» The task: Return each line of the material below that contains the string "hill".

(A run of records)
***

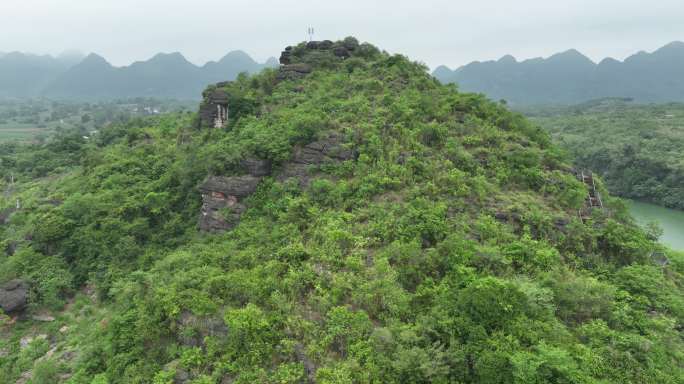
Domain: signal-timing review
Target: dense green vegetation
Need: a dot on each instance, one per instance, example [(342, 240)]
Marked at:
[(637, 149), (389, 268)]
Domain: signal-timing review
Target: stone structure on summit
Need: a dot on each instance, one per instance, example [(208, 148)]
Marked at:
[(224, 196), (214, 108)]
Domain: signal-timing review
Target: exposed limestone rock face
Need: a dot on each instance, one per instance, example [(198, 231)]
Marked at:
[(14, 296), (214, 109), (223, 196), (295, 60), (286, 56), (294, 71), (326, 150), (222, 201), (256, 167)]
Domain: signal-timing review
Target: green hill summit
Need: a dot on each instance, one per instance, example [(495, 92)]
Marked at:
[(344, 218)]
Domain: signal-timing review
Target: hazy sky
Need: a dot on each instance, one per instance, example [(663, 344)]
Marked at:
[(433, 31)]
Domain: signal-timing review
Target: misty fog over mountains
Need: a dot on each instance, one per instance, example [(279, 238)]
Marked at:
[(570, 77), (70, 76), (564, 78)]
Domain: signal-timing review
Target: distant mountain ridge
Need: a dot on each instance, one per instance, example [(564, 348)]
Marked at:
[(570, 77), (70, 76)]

***

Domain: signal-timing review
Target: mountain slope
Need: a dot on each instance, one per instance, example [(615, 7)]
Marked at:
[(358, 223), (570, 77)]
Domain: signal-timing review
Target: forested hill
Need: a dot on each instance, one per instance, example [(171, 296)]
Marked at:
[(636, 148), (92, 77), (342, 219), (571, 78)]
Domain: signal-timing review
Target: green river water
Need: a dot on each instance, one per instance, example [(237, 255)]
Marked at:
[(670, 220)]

***

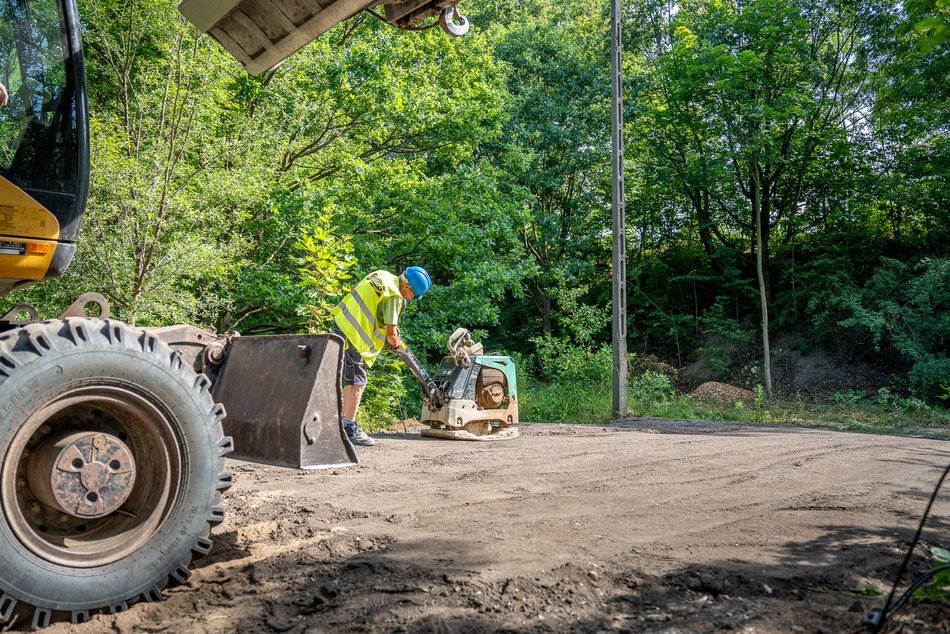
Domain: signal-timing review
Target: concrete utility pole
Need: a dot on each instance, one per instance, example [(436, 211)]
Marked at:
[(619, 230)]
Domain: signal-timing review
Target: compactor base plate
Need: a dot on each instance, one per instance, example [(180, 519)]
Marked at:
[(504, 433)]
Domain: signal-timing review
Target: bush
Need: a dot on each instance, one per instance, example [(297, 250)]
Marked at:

***

» Completed task:
Target: green hill summit
Target: forested hill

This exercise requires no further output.